Annotated photo localization data:

------------------------------

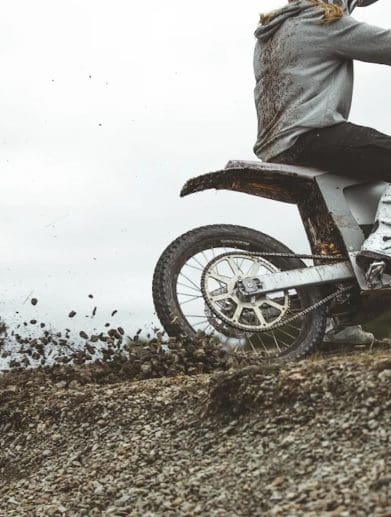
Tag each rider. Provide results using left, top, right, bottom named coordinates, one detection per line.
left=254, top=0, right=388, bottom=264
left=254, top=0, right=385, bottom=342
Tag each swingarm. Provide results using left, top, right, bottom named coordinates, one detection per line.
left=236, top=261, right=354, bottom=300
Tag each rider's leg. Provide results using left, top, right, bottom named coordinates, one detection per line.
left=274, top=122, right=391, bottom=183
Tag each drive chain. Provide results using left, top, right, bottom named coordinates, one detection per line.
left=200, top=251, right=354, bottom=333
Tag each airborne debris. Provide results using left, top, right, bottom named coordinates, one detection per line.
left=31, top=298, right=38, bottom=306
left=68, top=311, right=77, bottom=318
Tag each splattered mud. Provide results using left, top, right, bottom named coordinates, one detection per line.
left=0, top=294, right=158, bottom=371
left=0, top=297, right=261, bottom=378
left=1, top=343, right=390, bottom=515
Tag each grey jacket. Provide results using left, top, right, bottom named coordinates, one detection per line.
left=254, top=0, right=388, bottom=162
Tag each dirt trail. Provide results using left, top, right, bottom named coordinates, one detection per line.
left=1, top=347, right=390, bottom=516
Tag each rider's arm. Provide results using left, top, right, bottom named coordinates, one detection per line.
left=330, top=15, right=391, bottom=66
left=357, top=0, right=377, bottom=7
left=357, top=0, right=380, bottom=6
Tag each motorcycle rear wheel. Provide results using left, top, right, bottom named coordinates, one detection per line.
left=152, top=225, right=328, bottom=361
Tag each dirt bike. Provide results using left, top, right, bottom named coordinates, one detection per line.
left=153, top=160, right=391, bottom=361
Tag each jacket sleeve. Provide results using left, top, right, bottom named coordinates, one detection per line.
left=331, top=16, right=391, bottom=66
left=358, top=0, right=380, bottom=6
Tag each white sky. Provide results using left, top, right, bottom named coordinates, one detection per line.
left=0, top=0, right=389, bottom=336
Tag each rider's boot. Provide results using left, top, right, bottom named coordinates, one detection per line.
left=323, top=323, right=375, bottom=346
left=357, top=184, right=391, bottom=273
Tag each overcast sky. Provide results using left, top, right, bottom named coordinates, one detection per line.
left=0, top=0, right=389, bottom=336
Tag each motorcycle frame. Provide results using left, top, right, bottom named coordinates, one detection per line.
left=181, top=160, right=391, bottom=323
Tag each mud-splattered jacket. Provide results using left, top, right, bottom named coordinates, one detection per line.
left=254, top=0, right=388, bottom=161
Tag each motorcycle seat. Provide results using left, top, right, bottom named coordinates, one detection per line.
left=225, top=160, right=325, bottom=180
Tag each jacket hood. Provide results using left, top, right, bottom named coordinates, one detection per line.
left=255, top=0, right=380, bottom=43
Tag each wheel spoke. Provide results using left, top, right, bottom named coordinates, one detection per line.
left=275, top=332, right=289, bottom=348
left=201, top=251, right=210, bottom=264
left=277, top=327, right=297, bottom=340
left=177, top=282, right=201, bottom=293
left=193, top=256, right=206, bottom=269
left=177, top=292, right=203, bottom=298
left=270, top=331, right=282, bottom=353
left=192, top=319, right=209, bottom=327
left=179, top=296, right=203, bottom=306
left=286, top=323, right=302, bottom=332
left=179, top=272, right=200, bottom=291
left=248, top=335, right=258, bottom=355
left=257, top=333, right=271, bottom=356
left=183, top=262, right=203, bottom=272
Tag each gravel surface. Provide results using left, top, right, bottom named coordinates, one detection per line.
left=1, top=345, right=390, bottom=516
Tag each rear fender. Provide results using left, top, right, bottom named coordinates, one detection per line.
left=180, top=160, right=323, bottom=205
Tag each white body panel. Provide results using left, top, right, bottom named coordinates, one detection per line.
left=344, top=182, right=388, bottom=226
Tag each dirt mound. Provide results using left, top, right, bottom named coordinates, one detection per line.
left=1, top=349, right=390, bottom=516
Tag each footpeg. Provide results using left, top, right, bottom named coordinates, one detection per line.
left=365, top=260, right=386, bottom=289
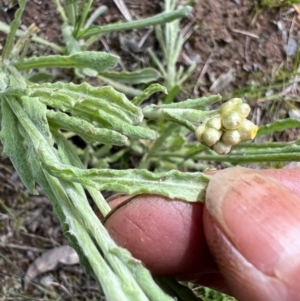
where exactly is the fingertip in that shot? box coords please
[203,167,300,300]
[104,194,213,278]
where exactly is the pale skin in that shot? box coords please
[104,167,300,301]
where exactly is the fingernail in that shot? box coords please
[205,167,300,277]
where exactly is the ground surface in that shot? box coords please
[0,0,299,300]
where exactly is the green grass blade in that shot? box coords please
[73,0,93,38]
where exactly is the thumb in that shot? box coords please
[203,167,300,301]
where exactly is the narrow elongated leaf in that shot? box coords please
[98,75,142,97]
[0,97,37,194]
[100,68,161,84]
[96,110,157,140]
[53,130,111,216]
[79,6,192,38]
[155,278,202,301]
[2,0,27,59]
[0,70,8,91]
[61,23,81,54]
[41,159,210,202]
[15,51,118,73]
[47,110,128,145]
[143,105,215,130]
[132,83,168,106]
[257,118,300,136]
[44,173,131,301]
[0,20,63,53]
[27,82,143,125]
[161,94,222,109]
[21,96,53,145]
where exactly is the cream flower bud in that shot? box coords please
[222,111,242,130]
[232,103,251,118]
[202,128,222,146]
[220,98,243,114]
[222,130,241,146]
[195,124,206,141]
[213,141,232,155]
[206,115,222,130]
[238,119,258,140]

------------------------------

= WHAT TO PRODUCE =
Please set down every record above exactly as it appears, leaving out the pictures.

= SOLVED PROBLEM =
Tag each rider. Provide results using left, top, right, bottom named coordinates, one detection per line.
left=254, top=0, right=388, bottom=264
left=254, top=0, right=385, bottom=342
Tag each swingarm. Provide results using left, top, right, bottom named coordinates, one detection per line.
left=236, top=261, right=354, bottom=300
Tag each rider's leg. Provide results using left, top, right, bottom named coordinates, one detection per line.
left=274, top=122, right=391, bottom=183
Tag each drive chain. Provide results using left, top, right, bottom named coordinates, one detection per line.
left=200, top=251, right=354, bottom=333
Tag each airborne debris. Provide results using left, top, right, bottom named coordinates, one detection per line.
left=31, top=298, right=38, bottom=306
left=68, top=311, right=77, bottom=318
Tag each splattered mud. Provide results using left, top, right, bottom named coordinates, one detection per line.
left=0, top=294, right=158, bottom=371
left=0, top=297, right=261, bottom=378
left=1, top=343, right=390, bottom=515
Tag each grey jacket. Provide results using left, top, right, bottom named coordinates, one detection per line.
left=254, top=0, right=388, bottom=162
Tag each dirt trail. Provide results using left, top, right, bottom named coordinates, one detection per line.
left=1, top=347, right=390, bottom=516
Tag each rider's arm. Provide results using left, top, right, bottom named coordinates, one detection per line.
left=330, top=15, right=391, bottom=66
left=357, top=0, right=377, bottom=7
left=357, top=0, right=380, bottom=6
Tag each motorcycle rear wheel. Provide results using left, top, right, bottom named coordinates, one detection per line.
left=152, top=225, right=328, bottom=361
Tag each dirt bike. Provide results using left, top, right, bottom named coordinates, one detection per line.
left=153, top=160, right=391, bottom=361
Tag each jacket sleeve. Provide results using left, top, right, bottom named coordinates, one detection per line.
left=331, top=16, right=391, bottom=66
left=358, top=0, right=380, bottom=6
Tag each white sky. Provide results using left, top, right, bottom named coordinates, one detection per line.
left=0, top=0, right=389, bottom=336
Tag each rider's boot. Provide results using left, top, right, bottom named coordinates, one detection per line.
left=323, top=323, right=375, bottom=346
left=357, top=184, right=391, bottom=273
Tag each overcast sky. Provide results using left, top, right, bottom named coordinates, one detection per line.
left=0, top=0, right=389, bottom=336
Tag each motorcycle frame. Provide results using left, top, right, bottom named coordinates, one detection per line.
left=181, top=160, right=391, bottom=323
Tag each mud-splattered jacket. Provide results using left, top, right, bottom named coordinates, one detection per line.
left=254, top=0, right=388, bottom=161
Tag each motorcycle seat. Provide results using left, top, right, bottom named coordinates, one detection per line.
left=225, top=160, right=325, bottom=180
Tag each jacket hood. Provide results using left, top, right, bottom named coordinates, one detection per line.
left=255, top=0, right=380, bottom=43
Tag each wheel spoke. Provide results using left, top, right, bottom named coordinates, one detection per line.
left=275, top=332, right=289, bottom=348
left=201, top=251, right=210, bottom=264
left=277, top=327, right=297, bottom=340
left=177, top=282, right=201, bottom=293
left=193, top=256, right=206, bottom=269
left=177, top=292, right=203, bottom=298
left=270, top=331, right=282, bottom=353
left=192, top=319, right=209, bottom=327
left=179, top=296, right=203, bottom=306
left=286, top=323, right=302, bottom=332
left=179, top=272, right=200, bottom=291
left=248, top=335, right=258, bottom=355
left=257, top=333, right=271, bottom=356
left=183, top=262, right=203, bottom=272
Tag each gravel surface. Provide results using left, top, right, bottom named coordinates, one detection per line.
left=1, top=345, right=390, bottom=516
Tag each rear fender. Provide results using left, top, right, bottom named coordinates, one detection per line.
left=180, top=160, right=323, bottom=205
Tag each white body panel. Provide results using left, top, right, bottom named coordinates, one detection per line.
left=344, top=182, right=388, bottom=226
Tag each dirt mound. Provide results using left, top, right, bottom named coordinates, one detection per line.
left=1, top=349, right=390, bottom=516
Tag each footpeg. Provide results using left, top, right, bottom named coordinates, one detection per line.
left=365, top=260, right=386, bottom=289
where exactly is the fingertip in that shot? box coords please
[203,167,300,300]
[104,194,213,278]
where exactly is the pale skin in that shot? box coords please
[104,167,300,301]
where exactly is the fingernail in that shot? box coords please
[205,167,300,277]
where exactly is the ground surface in that shot? box coords please
[0,0,299,300]
where exactly is the green grass blade in that shot? box coords please
[73,0,93,38]
where exactly is the thumb in that shot? box coords please
[203,167,300,301]
where exactly is the narrow elongated leaf in that shot? box coords please
[98,75,142,97]
[0,97,37,194]
[100,68,161,84]
[96,110,157,140]
[53,130,111,216]
[79,6,192,38]
[155,278,202,301]
[2,0,27,59]
[0,70,8,91]
[61,23,81,54]
[41,159,210,202]
[15,51,118,73]
[47,110,128,145]
[143,105,215,130]
[132,83,168,106]
[257,118,300,136]
[44,173,131,301]
[0,20,63,53]
[27,82,143,125]
[161,94,222,109]
[21,96,53,145]
where exactly is the cream flower bud in that shot? box coords please
[222,111,242,130]
[232,103,251,118]
[202,128,222,146]
[220,98,243,114]
[222,130,241,146]
[195,124,206,141]
[213,141,232,155]
[206,115,222,130]
[238,119,258,140]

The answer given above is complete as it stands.